ASSIGNMENT >>
Starting from the first line below, count every line holding the word "clicks", then state the total alone.

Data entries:
* * * * *
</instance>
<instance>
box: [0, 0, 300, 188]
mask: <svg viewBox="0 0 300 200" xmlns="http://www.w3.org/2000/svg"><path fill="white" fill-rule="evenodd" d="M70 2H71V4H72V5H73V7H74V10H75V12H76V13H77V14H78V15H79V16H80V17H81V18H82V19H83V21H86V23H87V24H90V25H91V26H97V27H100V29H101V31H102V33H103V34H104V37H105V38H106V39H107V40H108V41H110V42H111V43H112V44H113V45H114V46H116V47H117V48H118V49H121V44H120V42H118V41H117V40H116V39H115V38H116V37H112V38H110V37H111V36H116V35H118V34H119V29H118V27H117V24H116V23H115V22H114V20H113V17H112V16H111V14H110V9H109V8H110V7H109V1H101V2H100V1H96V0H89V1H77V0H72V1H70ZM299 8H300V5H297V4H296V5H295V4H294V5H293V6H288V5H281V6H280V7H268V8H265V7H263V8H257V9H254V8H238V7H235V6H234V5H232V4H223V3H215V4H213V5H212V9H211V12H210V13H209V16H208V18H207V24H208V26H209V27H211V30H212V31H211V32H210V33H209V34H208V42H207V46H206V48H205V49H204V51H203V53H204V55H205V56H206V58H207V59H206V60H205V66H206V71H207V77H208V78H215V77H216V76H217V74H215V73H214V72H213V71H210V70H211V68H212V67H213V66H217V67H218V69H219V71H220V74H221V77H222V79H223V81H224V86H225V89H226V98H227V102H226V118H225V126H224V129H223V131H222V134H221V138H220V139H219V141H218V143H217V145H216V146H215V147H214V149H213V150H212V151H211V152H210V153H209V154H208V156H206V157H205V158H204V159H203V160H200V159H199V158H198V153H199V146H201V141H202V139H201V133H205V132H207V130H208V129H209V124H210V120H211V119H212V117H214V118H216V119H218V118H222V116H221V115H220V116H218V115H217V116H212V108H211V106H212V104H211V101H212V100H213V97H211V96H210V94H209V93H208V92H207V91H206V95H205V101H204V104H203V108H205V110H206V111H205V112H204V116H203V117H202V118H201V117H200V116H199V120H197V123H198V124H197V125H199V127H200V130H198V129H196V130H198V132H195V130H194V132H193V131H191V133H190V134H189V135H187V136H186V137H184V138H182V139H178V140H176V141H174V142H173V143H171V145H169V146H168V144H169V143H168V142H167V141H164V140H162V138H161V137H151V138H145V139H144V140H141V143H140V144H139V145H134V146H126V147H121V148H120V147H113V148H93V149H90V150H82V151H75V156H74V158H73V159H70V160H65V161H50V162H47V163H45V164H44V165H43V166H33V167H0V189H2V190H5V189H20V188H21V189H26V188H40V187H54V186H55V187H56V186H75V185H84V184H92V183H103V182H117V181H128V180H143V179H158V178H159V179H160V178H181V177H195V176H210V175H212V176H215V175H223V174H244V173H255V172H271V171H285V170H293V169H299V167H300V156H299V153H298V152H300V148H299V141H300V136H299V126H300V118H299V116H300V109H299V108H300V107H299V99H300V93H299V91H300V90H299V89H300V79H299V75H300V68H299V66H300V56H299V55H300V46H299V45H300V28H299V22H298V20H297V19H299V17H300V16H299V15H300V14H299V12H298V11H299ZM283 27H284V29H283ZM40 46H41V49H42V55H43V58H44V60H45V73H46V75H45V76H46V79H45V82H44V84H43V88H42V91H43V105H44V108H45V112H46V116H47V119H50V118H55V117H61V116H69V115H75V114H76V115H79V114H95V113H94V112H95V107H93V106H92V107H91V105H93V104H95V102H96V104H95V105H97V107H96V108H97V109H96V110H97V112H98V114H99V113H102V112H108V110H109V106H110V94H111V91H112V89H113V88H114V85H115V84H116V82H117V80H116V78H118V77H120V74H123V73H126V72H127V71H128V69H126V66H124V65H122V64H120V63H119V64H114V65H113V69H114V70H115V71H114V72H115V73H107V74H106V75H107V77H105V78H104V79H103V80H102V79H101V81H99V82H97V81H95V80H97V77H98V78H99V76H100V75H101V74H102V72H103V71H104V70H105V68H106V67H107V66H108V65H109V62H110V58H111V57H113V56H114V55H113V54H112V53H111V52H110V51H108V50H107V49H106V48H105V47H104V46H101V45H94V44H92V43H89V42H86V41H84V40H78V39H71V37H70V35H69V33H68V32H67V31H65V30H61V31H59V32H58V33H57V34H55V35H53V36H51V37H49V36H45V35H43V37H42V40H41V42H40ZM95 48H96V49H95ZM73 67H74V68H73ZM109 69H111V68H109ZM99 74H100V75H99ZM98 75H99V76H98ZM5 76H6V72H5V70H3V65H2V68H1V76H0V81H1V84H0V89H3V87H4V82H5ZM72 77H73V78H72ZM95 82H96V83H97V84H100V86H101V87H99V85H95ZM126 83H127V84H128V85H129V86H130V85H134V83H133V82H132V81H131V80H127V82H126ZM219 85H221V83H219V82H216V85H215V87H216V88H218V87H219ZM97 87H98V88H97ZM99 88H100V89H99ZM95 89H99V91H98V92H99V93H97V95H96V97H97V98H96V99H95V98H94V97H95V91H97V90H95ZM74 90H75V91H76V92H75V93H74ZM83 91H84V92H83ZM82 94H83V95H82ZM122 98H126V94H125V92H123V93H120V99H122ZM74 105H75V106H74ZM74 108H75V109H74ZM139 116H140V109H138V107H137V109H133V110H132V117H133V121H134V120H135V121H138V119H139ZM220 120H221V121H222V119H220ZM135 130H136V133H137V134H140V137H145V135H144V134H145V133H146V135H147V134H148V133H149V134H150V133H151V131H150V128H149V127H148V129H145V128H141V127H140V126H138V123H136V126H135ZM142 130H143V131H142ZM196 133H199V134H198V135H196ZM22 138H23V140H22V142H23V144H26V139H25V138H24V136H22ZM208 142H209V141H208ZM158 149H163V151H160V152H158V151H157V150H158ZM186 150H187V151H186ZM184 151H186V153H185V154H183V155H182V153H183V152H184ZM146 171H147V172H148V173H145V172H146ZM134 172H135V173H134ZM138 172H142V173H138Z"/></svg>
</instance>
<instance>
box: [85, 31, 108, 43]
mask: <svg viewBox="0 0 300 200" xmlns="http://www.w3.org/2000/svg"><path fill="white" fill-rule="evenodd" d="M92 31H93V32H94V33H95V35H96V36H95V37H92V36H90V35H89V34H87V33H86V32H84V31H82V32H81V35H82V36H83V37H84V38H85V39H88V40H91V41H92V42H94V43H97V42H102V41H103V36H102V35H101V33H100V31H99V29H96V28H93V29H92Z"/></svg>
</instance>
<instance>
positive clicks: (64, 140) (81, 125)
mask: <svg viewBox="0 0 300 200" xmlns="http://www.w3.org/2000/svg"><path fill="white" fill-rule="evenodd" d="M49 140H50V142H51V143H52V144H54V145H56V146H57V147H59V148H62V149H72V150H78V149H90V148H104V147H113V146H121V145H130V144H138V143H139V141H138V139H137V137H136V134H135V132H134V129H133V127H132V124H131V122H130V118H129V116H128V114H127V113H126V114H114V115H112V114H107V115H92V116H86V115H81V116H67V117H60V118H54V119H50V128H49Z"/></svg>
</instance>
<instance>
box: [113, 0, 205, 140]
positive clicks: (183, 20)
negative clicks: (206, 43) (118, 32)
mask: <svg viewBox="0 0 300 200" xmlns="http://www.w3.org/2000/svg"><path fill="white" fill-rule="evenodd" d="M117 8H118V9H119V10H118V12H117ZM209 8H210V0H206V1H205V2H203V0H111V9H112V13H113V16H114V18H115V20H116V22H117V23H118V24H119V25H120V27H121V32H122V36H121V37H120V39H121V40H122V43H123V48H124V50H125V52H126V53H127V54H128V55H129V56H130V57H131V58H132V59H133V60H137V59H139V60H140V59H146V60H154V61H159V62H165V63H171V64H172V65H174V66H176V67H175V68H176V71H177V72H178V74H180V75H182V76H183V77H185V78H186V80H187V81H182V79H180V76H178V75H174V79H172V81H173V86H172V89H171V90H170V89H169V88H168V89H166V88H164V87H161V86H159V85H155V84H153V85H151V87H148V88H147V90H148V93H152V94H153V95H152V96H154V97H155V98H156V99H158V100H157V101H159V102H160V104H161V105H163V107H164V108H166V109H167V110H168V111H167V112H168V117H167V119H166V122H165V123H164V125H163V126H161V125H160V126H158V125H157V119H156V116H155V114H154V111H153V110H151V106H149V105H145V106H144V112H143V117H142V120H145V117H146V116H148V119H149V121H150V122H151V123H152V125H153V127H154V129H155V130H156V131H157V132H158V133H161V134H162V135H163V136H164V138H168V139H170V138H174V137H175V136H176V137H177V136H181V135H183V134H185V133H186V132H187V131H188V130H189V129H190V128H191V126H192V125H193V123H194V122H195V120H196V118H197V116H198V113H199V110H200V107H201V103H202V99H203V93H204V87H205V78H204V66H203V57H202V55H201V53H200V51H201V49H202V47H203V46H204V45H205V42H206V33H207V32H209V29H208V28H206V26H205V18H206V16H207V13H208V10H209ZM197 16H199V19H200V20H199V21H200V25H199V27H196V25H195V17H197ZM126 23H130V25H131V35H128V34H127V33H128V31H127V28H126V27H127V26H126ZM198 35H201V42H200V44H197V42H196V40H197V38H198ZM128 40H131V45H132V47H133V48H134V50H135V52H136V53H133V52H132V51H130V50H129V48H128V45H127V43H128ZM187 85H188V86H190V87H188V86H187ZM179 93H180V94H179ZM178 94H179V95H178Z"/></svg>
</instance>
* * * * *
EXERCISE SOLUTION >>
3